**WYODRĘBNIONY MATERIAŁ**
+++

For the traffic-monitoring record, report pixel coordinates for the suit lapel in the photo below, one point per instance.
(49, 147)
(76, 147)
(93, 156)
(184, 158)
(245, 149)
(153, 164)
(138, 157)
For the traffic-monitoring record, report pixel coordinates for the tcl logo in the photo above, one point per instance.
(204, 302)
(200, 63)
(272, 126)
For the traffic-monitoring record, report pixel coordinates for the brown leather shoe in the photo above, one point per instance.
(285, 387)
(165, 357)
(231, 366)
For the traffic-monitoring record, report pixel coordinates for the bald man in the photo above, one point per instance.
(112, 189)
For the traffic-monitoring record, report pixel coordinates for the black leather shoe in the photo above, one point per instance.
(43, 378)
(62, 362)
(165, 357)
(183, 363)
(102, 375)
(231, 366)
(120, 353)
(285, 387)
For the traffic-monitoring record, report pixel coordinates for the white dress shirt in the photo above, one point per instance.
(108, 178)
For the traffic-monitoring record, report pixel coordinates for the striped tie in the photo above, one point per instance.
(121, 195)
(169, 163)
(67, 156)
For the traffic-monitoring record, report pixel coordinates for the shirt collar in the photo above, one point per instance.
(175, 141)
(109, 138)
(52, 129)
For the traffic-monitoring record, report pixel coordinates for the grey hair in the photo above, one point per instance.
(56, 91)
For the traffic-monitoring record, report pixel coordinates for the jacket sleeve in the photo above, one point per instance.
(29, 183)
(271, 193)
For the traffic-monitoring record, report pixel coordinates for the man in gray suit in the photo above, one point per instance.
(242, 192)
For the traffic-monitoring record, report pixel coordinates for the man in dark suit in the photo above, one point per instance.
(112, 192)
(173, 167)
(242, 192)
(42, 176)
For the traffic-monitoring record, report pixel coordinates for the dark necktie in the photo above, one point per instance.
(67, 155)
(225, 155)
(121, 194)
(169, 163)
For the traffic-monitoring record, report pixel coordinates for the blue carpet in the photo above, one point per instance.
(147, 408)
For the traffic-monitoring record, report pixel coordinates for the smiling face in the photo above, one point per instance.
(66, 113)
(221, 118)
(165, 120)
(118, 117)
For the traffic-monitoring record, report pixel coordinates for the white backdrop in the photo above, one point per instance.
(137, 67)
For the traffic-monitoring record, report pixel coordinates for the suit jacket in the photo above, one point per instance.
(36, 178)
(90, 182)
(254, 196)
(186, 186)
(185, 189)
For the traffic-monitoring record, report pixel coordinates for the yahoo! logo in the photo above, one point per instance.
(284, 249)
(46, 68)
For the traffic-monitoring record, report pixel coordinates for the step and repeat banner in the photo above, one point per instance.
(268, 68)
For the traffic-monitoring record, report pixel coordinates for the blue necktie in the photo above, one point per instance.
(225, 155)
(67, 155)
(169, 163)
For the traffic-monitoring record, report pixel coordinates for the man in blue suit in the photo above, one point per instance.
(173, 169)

+++

Proszę umieścić cały powyższy wykaz w dwukolumnowym pliku CSV z kolumnami „tekst” i „odpowiedź”, tak aby każdy tekst wraz ze swoją odpowiedzią zajmował osobny wiersz. Każdą wartość należy ująć w cudzysłów jako jedno pole, a podziały wierszy zastąpić spacjami.

**ODPOWIEDŹ PONIŻEJ**
tekst,odpowiedź
"For the traffic-monitoring record, report pixel coordinates for the suit lapel in the photo below, one point per instance.","(49, 147) (76, 147) (93, 156) (184, 158) (245, 149) (153, 164) (138, 157)"
"For the traffic-monitoring record, report pixel coordinates for the tcl logo in the photo above, one point per instance.","(204, 302) (200, 63) (272, 126)"
"For the traffic-monitoring record, report pixel coordinates for the brown leather shoe in the photo above, one point per instance.","(285, 387) (165, 357) (231, 366)"
"For the traffic-monitoring record, report pixel coordinates for the bald man in the photo above, one point per instance.","(112, 189)"
"For the traffic-monitoring record, report pixel coordinates for the black leather shoe in the photo above, one point per instance.","(43, 378) (62, 362) (165, 357) (183, 363) (102, 375) (231, 366) (120, 353) (285, 387)"
"For the traffic-monitoring record, report pixel coordinates for the white dress shirt in the photo above, one point per instance.","(108, 178)"
"For the traffic-monitoring record, report pixel coordinates for the striped tie in the photo above, one point per instance.","(121, 195) (169, 163) (67, 156)"
"For the traffic-monitoring record, report pixel coordinates for the shirt collar in the photo above, one point per instance.","(175, 141) (109, 138) (52, 129)"
"For the traffic-monitoring record, report pixel coordinates for the grey hair in the photo above, one point per instance.","(56, 91)"
"For the traffic-monitoring record, report pixel coordinates for the jacket sleeve in the photo above, one point per instance.","(29, 183) (271, 193)"
"For the traffic-monitoring record, report pixel coordinates for the man in gray suit in the photo above, one point per instance.","(242, 192)"
"For the traffic-monitoring record, report pixel coordinates for the man in dark suit in the photo above, one point per instance.","(112, 192) (173, 167) (242, 192) (42, 176)"
"For the traffic-monitoring record, report pixel coordinates for the dark necktie in the photo above, one point per instance.","(67, 155) (225, 155) (121, 194) (169, 163)"
"For the traffic-monitoring record, report pixel coordinates for the blue carpet in the photo above, one point per instance.","(147, 408)"
"For the traffic-monitoring record, report pixel coordinates for the smiling face in the photo above, one point per instance.","(66, 113) (221, 118) (165, 120) (118, 117)"
"For the traffic-monitoring record, report pixel coordinates for the white backdrop in the photo above, one point per instance.","(137, 67)"
"For the traffic-monitoring record, report pixel coordinates for the suit jacket in the photo above, one point per instance.","(36, 178) (90, 182) (254, 196) (186, 186) (185, 189)"
"For the traffic-monitoring record, report pixel coordinates for the yahoo! logo in the photo above, one point per instance.","(284, 249) (46, 68)"
"For the traffic-monitoring record, report pixel coordinates for the step and repeat banner in the photo above, one point per instance.","(268, 68)"
"For the traffic-monitoring record, report pixel coordinates for the blue necktie in the photo above, one point per instance.","(225, 155) (67, 155) (169, 163)"
"For the traffic-monitoring record, report pixel coordinates for the man in blue suit in the photo above, one point per instance.","(173, 169)"